[Pointing records]
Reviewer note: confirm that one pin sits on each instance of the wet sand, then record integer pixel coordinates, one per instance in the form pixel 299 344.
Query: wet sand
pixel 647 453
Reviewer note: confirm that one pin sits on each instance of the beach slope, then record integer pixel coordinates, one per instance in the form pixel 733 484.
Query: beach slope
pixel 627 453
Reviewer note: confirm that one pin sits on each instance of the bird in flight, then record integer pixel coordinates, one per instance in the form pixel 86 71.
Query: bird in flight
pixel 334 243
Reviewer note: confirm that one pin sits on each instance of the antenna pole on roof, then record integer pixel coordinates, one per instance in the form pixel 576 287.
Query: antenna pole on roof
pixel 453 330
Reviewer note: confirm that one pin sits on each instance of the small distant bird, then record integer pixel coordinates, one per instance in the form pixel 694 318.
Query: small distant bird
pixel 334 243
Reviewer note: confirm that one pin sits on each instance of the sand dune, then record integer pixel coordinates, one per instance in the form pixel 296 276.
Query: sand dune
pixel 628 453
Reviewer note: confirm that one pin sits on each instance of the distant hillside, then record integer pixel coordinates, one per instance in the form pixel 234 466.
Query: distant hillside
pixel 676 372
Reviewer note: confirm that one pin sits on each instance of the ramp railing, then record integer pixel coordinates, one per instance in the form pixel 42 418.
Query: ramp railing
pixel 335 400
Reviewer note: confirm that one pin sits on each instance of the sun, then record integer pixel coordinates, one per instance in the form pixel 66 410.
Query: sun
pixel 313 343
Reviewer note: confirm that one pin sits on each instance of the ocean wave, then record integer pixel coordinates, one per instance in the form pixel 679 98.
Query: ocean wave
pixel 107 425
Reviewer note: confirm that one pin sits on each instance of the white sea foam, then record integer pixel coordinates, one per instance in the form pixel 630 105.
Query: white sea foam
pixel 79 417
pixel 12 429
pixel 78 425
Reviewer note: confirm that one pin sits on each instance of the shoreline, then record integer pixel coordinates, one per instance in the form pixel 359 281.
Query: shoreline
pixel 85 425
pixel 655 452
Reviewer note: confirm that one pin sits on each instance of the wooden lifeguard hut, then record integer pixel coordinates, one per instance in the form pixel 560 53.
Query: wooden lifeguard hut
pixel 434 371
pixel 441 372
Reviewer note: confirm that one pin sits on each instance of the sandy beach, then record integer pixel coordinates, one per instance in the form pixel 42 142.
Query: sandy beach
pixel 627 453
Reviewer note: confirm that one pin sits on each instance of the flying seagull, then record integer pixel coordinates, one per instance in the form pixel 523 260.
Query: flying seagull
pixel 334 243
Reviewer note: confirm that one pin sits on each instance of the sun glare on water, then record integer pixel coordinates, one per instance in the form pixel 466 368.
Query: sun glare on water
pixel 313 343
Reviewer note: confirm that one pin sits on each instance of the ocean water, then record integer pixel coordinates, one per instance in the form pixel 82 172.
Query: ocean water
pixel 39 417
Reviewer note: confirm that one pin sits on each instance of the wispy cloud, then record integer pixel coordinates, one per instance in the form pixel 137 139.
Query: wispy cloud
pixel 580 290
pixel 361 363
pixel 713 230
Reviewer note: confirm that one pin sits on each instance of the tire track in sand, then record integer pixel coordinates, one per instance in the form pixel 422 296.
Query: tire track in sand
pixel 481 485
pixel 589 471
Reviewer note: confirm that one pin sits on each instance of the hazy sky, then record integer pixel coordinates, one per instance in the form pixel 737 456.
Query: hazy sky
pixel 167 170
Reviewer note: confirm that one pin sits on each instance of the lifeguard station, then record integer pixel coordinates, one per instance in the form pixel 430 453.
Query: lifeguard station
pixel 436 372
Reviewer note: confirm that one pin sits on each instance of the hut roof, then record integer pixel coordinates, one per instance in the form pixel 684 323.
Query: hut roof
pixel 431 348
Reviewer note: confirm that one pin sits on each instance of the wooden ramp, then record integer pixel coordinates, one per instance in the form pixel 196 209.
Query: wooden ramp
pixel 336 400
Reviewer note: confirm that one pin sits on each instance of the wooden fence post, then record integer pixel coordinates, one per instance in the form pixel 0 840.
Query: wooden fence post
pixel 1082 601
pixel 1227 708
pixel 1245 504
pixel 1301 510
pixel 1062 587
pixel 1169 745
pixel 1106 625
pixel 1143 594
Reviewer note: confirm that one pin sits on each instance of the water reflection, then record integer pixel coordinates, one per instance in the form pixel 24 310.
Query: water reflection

What you need to do:
Rewrite all of the material above, substituting "Annotator note" for every occurrence of "Reviewer note" and leaving everything else unchanged.

Exercise solution:
Annotator note: confirm that one pin sits on each instance of the wet sand, then record integer pixel coordinates, one per instance in the form pixel 299 344.
Query: wet sand
pixel 647 453
Annotator note: confirm that one pin sits on each instance of the beach slope, then record integer pixel coordinates, one per instance in the form pixel 733 484.
Query: beach slope
pixel 627 453
Annotator note: confirm that one pin sits on each instance of the bird in flight, then record integer pixel coordinates, one per instance in the form pixel 86 71.
Query: bird in flight
pixel 334 243
Annotator note: confirm that one pin sits on each instance of the antenna pole on roof, then record integer pixel coordinates, one per instance in the form pixel 576 287.
Query: antenna pole on roof
pixel 453 330
Annotator note: confirm that one pin sits on each instance of the small distant bird, then record integer pixel coordinates, one per instance in the form pixel 694 318.
Query: small distant bird
pixel 334 243
Annotator note: confirm that one pin sits on each instance of the sand dune, then record integer pixel coordinates, one per instance in the form pixel 296 276.
Query: sand dune
pixel 628 453
Annotator note: confirm that one pin sits on each instance of the distant hillside, then record integer pixel coordinates, one per instance in the form pixel 234 466.
Query: distant hillside
pixel 676 372
Annotator note: confirm that one pin sits on each instance of the ramp railing, then record integer pixel coordinates, one per instance in the form pixel 42 418.
Query: ramp railing
pixel 335 400
Annotator note: confirm that one pin sits on each instance of the sun, then record integer pixel coordinates, one per instance in the form pixel 66 410.
Query: sun
pixel 313 343
Annotator note: confirm that one pin sits on each instance of the ocean wave, then record integer pixel coordinates, one per instance in the form pixel 679 98.
Query: ocean wave
pixel 107 425
Annotator note: confirm that one pin sits on each instance of the white sea foam, then record integer pixel coordinates, one per instance in the form pixel 630 105.
Query: white sea foam
pixel 79 417
pixel 12 429
pixel 78 425
Annotator note: confirm that one pin sits on each instance of the shoreline, then record integer pixel coordinates, one per instance in the form pixel 359 281.
Query: shoreline
pixel 85 425
pixel 655 452
Annotator note: confirm that one pin sits on each instance of the wooden lifeguard hut, then record integer pixel coordinates, one per instance in the form pixel 560 53.
Query: wooden lifeguard hut
pixel 434 371
pixel 441 372
Annotator note: confirm that one pin sits on each instance of the sandy beach, then record integer pixel coordinates, one per instance in the form pixel 42 142.
Query: sandy beach
pixel 627 453
Annotator note: confirm that one pin sits on each instance of the flying seagull, then record integer pixel coordinates, one per instance in the form pixel 523 260.
Query: flying seagull
pixel 334 243
Annotator note: confirm that one pin sits on each instance of the sun glare on water, then record integer pixel coordinates, one per instance in the form pixel 466 368.
Query: sun glare on water
pixel 313 343
Annotator note: confirm that one pin sits on each instance of the ocean water, then record integer pixel coordinates, one per instance in the form pixel 82 172.
Query: ocean water
pixel 39 417
Annotator note: confirm that one pin sits on each instance of the wispy cloud, then record integer pixel coordinates, one per instance in the form pixel 137 139.
Query: wispy cloud
pixel 580 290
pixel 361 363
pixel 713 230
Annotator note: confirm that one pin sits on each instance of the tire track in sand, then record integer pixel coordinates, one per instance in the form pixel 422 296.
Query: tire track in sand
pixel 481 485
pixel 589 471
Annotator note: confirm that one pin sits on each instance of the hazy sky, then record integer pixel coordinates, one per instance in the form pixel 737 456.
Query: hazy sky
pixel 167 170
Annotator note: confirm that one pin sits on each instance of the lifeguard station, then record integer pixel coordinates, one per instance in the form pixel 430 453.
Query: lifeguard station
pixel 436 372
Annotator note: confirm that one pin sits on each instance of the hut roof, then record integer pixel coordinates, one per instance in the form pixel 684 323.
Query: hut roof
pixel 431 348
Annotator note: confirm that one pin sits on each instance of the wooden ramp, then record integer pixel coordinates, one per instance in the form pixel 196 209.
Query: wooden ramp
pixel 336 400
Annotator note: confirm that one pin sits on each instance of the wooden fence post, then record integer pixel coordinates, one per instance in the form pixel 0 840.
Query: wooden fence post
pixel 1082 601
pixel 1227 708
pixel 1245 504
pixel 1301 510
pixel 1062 587
pixel 1169 745
pixel 1106 625
pixel 1143 594
Annotator note: confirm that one pin sits on each instance of the water reflection, then record integer pixel coordinates, one per instance in the form pixel 24 310.
Query: water reflection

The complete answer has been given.